=== AUFGABENSTELLUNG ===
Prüfen Sie, ob die folgenden Aussagen mit dem Forumsauszug übereinstimmen. Antworten Sie jeweils mit Ja oder Nein und zitieren Sie die entscheidenden Worte wörtlich.
1. Ein Kunde setzt immer Bimetall mit automatischem Reset ein.
2. Laut Helmut_von_der_Reparatur lassen sich nur zwei der drei Zustände anzeigen.
3. Grimsey möchte wissen, wie man die Zustände K, KQ und KG anzeigen kann.

=== VORGEGEBENER TEXT ===
== == ==

Nehmen wir mal Übertemperaturbegrenzer als Beispiel.

Dann würde ich sehen , ob die Temperatur schon wieder runter ist .
Ein Kunde von mir hat z.B. immer Bimetall mit automatischen Reset .

Hängt halt von der Anlage ab , ob dies sinn macht.


----------



## crash (31 Januar 2010)

Grimsey schrieb:


> Uns interessiert daher wie man es schaffen könnte, die Zustände K, KQ und KG anzuzeigen. Wie geht ihr bei so etwas vor bzw. wie programmiert ihr eure Störmeldeanzeigen?





Helmut_von_der_Reparatur schrieb:


> Alle drei kann mann sehen wenn man ein Meldearchiv anlegt und dieses
> dann auf einer Störmeldeseite einfüght.

== == ==

Datensätze zur Ortsbeschriftung
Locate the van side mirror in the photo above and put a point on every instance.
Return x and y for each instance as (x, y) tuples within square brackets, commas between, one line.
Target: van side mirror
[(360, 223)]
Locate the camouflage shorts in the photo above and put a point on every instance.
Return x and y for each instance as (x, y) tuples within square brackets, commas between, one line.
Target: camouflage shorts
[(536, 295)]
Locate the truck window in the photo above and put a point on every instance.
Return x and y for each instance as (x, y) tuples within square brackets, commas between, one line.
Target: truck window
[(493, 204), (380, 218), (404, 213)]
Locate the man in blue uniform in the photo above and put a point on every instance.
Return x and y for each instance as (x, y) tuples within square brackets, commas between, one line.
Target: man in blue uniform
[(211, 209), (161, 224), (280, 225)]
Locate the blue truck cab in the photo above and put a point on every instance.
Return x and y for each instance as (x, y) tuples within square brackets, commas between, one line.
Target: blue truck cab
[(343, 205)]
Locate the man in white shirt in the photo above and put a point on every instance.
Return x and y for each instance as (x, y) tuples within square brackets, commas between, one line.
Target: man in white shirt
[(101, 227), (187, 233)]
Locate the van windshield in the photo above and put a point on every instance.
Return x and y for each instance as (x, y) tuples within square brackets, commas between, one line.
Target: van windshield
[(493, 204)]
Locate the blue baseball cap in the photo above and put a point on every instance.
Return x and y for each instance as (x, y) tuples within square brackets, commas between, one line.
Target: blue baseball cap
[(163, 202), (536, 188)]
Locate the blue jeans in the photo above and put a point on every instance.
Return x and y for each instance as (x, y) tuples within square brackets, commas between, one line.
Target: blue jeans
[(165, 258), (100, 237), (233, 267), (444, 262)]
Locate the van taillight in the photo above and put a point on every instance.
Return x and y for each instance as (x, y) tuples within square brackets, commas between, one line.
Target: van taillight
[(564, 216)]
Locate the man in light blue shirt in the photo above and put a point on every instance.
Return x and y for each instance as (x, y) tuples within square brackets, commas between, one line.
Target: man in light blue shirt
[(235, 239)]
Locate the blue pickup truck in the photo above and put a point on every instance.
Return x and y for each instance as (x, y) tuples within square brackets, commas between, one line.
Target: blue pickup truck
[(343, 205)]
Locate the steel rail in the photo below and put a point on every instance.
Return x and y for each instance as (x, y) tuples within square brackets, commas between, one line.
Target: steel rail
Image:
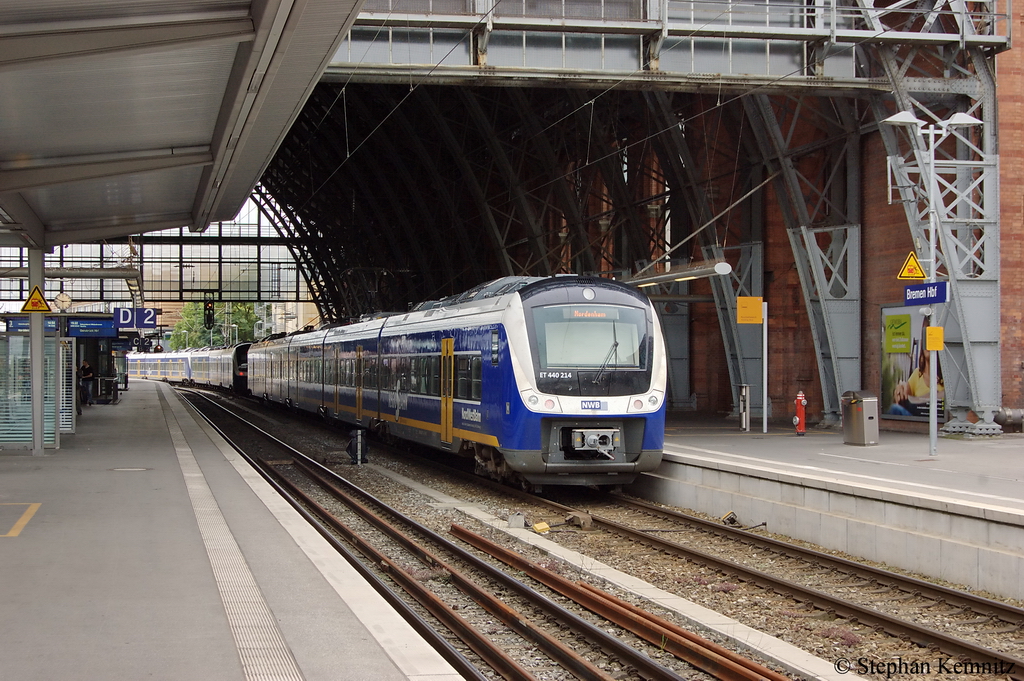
[(922, 588), (514, 620), (894, 626), (842, 607), (458, 661), (475, 639), (644, 665), (689, 647)]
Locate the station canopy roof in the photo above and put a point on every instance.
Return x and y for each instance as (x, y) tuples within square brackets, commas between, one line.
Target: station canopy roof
[(122, 117)]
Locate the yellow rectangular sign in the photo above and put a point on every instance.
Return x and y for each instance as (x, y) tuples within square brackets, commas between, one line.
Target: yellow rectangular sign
[(749, 309)]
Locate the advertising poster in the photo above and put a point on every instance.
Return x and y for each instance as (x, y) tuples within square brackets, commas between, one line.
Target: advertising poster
[(905, 389)]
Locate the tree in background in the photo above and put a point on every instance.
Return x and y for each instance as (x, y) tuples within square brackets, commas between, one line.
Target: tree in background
[(190, 333)]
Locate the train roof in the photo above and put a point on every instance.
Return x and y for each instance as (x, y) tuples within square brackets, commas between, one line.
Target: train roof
[(498, 287)]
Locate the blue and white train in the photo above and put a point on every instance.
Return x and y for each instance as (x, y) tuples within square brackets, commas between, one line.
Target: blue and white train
[(543, 381), (216, 368)]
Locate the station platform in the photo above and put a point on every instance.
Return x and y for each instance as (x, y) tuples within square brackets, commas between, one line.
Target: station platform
[(146, 548), (956, 516)]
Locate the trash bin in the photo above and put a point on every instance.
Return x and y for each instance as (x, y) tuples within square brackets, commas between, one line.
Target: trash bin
[(860, 418)]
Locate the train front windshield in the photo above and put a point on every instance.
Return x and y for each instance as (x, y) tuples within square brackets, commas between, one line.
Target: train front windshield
[(591, 349)]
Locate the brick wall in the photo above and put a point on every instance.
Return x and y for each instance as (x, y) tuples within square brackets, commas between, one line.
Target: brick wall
[(1010, 74)]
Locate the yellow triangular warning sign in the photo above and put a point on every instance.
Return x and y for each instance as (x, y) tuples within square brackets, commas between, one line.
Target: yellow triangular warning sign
[(911, 268), (36, 302)]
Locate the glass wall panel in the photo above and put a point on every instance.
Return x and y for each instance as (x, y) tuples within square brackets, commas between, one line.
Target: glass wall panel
[(451, 47), (623, 52), (15, 384)]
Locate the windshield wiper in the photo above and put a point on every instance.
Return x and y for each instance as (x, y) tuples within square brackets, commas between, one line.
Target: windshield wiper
[(611, 352)]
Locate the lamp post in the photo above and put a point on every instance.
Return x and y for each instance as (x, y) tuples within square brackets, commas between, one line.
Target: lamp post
[(935, 134)]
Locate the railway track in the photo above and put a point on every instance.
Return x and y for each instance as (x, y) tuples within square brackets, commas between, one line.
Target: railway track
[(916, 615), (965, 626), (493, 613)]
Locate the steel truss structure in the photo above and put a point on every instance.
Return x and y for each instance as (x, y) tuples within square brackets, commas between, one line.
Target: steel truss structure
[(451, 142)]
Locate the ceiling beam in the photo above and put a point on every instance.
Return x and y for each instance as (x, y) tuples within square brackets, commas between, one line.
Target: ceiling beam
[(27, 230), (84, 233), (61, 171), (57, 42)]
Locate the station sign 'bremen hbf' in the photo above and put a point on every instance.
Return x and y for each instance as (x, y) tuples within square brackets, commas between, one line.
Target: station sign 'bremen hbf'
[(925, 294)]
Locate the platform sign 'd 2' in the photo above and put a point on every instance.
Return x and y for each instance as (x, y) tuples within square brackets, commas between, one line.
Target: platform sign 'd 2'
[(135, 317)]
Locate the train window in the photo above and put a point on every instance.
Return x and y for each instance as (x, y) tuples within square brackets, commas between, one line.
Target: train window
[(370, 373), (462, 377), (476, 383), (414, 375), (434, 377), (589, 336)]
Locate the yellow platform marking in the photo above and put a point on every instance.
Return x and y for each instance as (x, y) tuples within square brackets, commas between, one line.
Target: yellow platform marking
[(24, 520)]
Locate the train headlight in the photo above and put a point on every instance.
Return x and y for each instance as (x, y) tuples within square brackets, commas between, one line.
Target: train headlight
[(541, 402)]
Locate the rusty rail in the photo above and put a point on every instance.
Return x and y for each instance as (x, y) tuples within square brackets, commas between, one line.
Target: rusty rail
[(689, 647)]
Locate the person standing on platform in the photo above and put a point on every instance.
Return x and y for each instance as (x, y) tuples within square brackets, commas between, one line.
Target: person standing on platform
[(86, 375)]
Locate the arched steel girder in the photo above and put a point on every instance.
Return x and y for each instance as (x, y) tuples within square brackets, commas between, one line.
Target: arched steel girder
[(519, 196), (691, 182), (281, 219), (813, 147), (933, 84), (609, 160), (457, 231), (470, 179), (320, 229), (386, 176), (567, 203)]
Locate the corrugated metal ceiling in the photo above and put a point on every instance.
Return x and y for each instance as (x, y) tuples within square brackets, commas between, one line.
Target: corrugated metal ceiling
[(120, 117)]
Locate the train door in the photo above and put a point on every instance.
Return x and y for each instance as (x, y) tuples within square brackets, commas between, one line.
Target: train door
[(331, 377), (448, 382), (358, 383)]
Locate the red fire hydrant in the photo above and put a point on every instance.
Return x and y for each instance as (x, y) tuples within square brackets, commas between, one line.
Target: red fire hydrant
[(801, 419)]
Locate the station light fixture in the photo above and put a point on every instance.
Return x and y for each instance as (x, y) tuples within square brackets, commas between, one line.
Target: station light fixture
[(698, 269)]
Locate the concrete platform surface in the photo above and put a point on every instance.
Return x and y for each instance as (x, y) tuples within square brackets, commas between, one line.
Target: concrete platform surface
[(146, 548)]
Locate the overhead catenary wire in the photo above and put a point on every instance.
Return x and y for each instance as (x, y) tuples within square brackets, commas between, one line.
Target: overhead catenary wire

== == ==

=== LÖSUNG ===
1. Ja: „hat z.B. immer Bimetall mit automatischen Reset“
2. Nein: „Alle drei kann mann sehen“
3. Ja: „wie man es schaffen könnte, die Zustände K, KQ und KG anzuzeigen“